[A block of data]
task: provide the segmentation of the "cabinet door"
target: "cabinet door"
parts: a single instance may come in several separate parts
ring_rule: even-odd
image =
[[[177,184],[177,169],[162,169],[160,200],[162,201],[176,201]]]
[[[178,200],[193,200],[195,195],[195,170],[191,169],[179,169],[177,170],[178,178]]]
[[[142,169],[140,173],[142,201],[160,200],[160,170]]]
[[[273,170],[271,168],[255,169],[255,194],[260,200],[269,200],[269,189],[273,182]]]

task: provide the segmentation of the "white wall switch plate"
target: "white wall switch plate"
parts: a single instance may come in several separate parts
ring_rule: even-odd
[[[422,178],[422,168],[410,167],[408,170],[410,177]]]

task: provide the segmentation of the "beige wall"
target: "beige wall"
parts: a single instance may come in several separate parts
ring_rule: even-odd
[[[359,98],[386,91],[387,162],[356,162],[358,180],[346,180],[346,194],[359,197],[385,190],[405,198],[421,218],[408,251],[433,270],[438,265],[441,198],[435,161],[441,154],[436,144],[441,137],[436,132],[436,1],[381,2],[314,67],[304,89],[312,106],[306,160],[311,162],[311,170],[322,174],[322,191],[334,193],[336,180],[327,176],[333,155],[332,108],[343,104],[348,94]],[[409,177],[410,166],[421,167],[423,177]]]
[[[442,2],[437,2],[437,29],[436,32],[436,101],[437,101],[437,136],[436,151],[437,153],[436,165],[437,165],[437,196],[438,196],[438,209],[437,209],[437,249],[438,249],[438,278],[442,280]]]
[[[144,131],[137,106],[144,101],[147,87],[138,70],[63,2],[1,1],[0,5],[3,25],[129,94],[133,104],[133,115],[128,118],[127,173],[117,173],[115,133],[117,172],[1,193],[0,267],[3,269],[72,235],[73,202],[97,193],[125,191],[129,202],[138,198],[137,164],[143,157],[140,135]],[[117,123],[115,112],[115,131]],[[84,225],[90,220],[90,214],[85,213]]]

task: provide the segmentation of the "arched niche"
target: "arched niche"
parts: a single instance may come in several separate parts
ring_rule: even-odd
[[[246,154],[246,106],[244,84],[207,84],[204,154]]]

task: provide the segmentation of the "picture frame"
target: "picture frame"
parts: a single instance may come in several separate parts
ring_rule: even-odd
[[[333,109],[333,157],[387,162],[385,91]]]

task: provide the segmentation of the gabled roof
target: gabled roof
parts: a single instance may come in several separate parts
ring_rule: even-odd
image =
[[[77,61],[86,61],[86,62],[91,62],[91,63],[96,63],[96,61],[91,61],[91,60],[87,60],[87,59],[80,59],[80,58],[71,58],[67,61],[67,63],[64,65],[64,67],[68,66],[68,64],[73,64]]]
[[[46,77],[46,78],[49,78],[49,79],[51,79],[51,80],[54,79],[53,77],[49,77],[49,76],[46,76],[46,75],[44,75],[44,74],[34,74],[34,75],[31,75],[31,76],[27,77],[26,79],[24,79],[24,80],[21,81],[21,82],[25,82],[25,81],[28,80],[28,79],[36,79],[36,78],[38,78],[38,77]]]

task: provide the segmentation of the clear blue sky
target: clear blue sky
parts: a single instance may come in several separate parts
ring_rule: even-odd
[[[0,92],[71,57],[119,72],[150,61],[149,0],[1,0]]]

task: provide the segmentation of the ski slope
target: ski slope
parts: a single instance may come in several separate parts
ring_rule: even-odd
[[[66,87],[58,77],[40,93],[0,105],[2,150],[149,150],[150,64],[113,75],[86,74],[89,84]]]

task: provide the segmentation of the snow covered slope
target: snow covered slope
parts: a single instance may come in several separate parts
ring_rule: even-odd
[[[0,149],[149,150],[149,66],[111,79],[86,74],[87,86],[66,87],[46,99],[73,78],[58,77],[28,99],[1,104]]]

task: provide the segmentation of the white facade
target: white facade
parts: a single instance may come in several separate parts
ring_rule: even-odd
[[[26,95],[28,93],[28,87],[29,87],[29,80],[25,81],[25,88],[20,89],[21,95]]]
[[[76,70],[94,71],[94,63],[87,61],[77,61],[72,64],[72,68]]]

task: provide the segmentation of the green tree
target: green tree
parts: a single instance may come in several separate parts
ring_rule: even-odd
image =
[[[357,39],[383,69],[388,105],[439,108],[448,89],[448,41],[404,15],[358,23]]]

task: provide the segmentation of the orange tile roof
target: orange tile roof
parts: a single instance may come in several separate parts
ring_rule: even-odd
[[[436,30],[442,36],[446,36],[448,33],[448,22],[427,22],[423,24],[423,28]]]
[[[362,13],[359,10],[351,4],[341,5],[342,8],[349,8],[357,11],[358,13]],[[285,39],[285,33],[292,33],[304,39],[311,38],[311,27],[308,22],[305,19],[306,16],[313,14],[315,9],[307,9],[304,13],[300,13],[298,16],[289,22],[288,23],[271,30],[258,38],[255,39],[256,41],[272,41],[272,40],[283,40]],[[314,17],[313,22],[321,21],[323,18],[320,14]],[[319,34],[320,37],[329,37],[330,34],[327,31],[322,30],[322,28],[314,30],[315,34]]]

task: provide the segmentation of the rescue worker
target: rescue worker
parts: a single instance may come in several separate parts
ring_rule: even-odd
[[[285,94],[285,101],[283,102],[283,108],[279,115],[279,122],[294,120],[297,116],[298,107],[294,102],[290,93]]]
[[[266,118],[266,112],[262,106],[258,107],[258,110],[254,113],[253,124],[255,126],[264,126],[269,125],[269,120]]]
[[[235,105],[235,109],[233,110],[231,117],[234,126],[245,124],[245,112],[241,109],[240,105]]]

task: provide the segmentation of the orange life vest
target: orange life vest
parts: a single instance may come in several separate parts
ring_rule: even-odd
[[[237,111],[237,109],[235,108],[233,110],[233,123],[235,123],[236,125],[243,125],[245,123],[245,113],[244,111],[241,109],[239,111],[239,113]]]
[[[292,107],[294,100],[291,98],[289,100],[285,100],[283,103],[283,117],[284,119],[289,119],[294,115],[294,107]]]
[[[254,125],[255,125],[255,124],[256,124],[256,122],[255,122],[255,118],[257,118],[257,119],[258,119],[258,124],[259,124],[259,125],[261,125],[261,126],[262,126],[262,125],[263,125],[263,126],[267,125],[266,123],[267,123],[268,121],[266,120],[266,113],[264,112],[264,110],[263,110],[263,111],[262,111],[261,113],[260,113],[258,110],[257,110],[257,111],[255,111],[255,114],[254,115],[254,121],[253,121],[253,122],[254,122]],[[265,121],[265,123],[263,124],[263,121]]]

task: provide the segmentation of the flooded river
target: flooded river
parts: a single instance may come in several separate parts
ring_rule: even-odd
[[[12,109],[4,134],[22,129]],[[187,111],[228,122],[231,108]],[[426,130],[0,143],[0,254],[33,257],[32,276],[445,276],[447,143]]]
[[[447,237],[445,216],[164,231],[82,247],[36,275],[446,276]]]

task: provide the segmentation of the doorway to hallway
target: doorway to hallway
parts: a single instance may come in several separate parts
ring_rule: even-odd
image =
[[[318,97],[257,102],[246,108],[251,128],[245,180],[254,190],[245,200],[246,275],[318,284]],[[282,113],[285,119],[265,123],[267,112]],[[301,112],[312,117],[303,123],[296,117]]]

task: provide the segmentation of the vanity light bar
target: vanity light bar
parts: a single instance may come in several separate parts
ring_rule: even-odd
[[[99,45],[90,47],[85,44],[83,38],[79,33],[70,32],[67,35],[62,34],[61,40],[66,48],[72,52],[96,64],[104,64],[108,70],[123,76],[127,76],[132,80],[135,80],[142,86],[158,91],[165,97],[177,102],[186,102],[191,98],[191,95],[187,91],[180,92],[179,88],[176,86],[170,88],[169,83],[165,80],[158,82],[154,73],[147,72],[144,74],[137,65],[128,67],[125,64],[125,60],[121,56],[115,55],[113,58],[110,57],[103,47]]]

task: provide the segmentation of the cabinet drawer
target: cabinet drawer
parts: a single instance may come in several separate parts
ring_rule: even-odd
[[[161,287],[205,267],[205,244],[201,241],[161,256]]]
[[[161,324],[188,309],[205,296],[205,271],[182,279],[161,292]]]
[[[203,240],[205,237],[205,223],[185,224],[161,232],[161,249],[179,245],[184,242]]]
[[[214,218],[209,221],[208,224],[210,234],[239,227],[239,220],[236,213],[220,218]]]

▶ **The exercise**:
Starting at the beginning of the listing and stopping after the line that contains "[[[177,184],[177,169],[162,169],[160,200],[162,201],[176,201]]]", write those lines again with "cabinet door" switched to "cupboard door". Leave everything else unchanged.

▶ **Output of the task**:
task: provide the segmentation of the "cupboard door"
target: "cupboard door"
parts: a single instance may come in several separate parts
ring_rule: even-odd
image =
[[[177,184],[177,169],[162,169],[160,200],[162,201],[176,201]]]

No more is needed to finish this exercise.